Entries on locating named things:
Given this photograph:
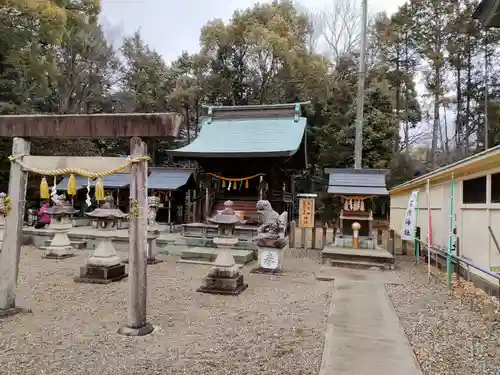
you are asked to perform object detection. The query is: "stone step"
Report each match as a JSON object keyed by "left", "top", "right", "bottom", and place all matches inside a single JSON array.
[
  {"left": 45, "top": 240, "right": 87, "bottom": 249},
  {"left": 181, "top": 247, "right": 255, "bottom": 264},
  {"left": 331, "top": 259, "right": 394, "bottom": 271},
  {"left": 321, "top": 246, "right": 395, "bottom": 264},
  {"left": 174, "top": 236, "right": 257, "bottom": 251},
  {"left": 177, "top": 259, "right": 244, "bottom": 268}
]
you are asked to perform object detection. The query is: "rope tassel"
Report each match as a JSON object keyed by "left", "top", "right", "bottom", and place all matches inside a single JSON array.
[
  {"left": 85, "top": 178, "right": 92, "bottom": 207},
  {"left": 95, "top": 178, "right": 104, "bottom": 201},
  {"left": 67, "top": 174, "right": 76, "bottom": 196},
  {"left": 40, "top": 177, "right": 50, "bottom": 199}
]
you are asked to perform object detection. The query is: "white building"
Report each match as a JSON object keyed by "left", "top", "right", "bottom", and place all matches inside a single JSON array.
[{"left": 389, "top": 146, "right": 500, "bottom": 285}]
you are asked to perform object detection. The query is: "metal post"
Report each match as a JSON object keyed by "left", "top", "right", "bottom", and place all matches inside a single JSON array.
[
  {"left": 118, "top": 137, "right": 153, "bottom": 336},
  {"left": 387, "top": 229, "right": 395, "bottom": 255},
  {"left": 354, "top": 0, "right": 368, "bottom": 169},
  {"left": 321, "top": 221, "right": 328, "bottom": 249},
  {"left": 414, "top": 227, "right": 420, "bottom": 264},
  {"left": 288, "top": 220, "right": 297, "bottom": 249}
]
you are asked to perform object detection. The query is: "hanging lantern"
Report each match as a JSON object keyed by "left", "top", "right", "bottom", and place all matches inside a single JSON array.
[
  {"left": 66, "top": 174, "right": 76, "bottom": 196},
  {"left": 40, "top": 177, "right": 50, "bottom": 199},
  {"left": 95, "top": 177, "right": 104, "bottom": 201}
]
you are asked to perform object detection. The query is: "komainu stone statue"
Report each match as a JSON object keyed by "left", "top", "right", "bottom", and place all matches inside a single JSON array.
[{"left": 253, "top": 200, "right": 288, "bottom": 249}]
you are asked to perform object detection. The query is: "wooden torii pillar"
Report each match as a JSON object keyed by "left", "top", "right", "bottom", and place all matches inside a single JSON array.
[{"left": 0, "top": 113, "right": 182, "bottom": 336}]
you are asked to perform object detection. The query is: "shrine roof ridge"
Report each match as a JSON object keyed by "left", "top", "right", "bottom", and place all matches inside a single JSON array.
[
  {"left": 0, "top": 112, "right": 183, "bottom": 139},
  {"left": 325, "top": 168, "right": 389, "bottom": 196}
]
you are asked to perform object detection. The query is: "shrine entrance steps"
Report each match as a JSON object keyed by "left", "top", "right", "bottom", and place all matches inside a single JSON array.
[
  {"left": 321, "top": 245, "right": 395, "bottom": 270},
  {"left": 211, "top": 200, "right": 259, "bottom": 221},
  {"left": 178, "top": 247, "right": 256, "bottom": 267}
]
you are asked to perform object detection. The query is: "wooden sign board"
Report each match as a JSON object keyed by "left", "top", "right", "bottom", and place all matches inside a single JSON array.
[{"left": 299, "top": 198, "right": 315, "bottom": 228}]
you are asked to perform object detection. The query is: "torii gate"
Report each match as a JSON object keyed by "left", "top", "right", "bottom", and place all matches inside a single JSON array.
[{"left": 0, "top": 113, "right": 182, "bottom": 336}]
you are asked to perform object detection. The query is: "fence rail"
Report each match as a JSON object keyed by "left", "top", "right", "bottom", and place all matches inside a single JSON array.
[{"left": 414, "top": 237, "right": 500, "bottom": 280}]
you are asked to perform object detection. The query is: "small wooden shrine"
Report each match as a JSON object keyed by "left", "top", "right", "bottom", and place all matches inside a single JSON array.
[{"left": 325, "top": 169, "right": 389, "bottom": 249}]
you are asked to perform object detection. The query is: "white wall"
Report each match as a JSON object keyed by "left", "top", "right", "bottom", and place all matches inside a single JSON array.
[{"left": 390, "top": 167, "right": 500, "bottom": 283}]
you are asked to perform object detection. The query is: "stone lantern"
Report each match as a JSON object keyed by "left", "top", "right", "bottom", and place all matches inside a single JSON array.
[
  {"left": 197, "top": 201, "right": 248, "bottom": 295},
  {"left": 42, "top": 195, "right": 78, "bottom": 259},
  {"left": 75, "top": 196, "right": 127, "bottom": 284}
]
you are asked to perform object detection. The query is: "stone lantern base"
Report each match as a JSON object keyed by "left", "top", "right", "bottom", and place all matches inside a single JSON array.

What you will do:
Which lines of the rows above contain the string "torii"? Return each of them in full, treating uppercase and lowercase as different.

Solution to the exercise:
you are asked to perform object detection. The query is: "wooden torii pillar"
you are asked to perform object detection. The query is: "torii gate"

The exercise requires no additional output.